> [本文]:
* * * *

なぜなら、この本が思考方法を教えてくれる本だからです。この本は中学受験をする小学生に国語の問題の解答方法を指導するための本です。ところがその思考方法は、大人が考えを生み出す方法にも使えるものなのです。
「はてな」ブログ で記事を書くようになってから、文章作法に関する本を読む機会がありました。ホットエントリになった文章作法の紹介ブログに触発されて、その本を Amazon から買ったり、Amazonから買えば、さらに類似本をレコメンドされたりもして芋づる式に読みました。
それでどうなったかというと、昔と比べると文章のスタイルは良くなったようには思います。しかし、書く素材に関する事実は集まっても、自分の考えを主張出来ないという悩みが残っていました。そんなとき、「クリティカル・リーディング」を知り、「異常なほど登場人物の気持ちばかり聞く小学校の国語教育はちゃんちゃらおかしいが、理解⇒解釈⇒クリティカル・リーディングで変えられる!」というブログ記事にたどり着きました。

* * * *

> [依頼文]: 思考方法を教える国語の本についての本文を、最後の文の後から書き継いでください。 記録はこの作業に一切関係しません。

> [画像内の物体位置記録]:
* * * *

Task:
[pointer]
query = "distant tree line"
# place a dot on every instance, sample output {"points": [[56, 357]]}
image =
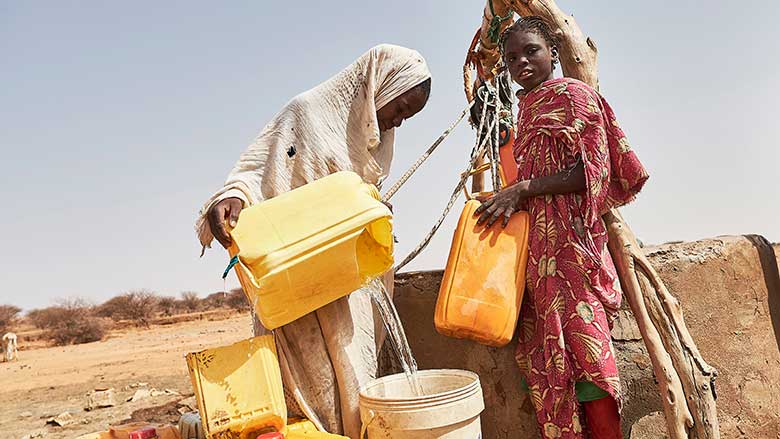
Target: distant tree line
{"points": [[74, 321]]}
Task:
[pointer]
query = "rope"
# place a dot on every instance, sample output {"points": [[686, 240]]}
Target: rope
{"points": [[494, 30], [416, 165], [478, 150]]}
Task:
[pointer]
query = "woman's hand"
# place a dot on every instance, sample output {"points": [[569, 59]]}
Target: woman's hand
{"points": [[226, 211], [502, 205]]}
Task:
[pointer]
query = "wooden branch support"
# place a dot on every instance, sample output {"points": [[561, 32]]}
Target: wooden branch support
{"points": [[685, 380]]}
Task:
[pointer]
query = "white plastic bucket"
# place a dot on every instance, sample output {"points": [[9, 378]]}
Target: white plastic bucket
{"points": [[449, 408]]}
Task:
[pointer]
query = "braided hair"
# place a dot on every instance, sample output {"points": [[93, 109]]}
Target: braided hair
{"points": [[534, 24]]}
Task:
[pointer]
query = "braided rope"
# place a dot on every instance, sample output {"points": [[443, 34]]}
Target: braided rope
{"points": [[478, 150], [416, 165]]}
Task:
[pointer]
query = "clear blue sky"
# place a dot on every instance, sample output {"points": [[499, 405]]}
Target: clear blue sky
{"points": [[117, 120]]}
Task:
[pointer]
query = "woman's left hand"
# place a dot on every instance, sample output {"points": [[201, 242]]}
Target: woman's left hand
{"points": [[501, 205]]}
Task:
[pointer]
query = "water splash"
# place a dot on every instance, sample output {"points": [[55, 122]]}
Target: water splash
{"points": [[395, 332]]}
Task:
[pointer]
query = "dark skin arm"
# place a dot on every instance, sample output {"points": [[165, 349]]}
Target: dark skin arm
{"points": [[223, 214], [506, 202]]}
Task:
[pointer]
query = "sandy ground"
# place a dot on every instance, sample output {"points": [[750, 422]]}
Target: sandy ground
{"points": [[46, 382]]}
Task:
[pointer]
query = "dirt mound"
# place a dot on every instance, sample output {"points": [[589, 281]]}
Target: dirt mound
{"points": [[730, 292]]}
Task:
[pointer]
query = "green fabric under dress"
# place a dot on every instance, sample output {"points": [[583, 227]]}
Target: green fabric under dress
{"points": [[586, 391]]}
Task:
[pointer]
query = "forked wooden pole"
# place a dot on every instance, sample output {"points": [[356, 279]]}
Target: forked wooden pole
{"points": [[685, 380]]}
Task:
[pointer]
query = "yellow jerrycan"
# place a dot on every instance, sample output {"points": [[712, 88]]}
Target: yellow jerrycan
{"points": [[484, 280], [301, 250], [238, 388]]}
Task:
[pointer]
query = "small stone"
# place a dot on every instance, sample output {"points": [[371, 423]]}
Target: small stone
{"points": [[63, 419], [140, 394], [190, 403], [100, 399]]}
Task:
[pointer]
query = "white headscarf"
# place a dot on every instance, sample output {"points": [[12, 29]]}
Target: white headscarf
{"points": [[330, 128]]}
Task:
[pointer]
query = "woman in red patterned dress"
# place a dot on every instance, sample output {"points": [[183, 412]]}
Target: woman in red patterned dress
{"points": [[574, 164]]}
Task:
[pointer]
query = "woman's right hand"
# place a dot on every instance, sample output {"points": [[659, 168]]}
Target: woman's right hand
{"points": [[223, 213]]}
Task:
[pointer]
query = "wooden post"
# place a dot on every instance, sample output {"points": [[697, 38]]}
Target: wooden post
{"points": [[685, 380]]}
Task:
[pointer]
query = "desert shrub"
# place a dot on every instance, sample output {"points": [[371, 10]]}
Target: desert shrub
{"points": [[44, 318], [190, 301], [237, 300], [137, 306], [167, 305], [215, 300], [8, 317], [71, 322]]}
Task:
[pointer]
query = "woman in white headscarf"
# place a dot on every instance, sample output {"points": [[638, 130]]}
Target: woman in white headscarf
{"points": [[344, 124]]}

* * * *

> [正解]:
そして、 『まともな日本語を教えない勘違いだらけの国語教育』を読んで、小学生の国語教育は自分の国語力アップに役立つと感じて、書店の受験国語のコーナー巡りをするようになり、この本と出会ったのでした。
中学受験のための「思考の道具」
この本は、今まで読んだ文章作法の本とは書かれた目的が違います。中学受験に出題される国語の問題を解くことにターゲットを絞っているのです。だから小学生が読者なのかというとそうではなく、読者を保護者や塾講師などの大人に設定している本のようです。
法律問題と国語問題の思考方法は似ている
なぜ、中学受験国語がターゲットの本を大人に向けに書いたのでしょう。
その答えのヒントは著者の経歴にあります。著者はこんな方です。
善方 威(ぜんぽう・たけし)
早稲田大学法学部卒。中学受験国語塾 β(ベータ)国語教室代表(経営者指導責任者)。(略)
早稲田大学在学中は、司法試験受験サークル緑法会で幹事長を務める。た、司法試験受験中は、辰巳法律研究所で司法試験の模擬試験問題の作成、解説の執筆も行う。司法試験の受験勉強をきっかけとして、重症アトピーを発症(IGE13000、250以上が異常値)し、全身の免疫力が低下。救急外来への通院を繰り返し、受験を断念(現在は完治)。司法試験受験生時の 塾講師のアルバイトにて「法律の問題の解き方を国語の問題の解き方に応用できる」ことを発見。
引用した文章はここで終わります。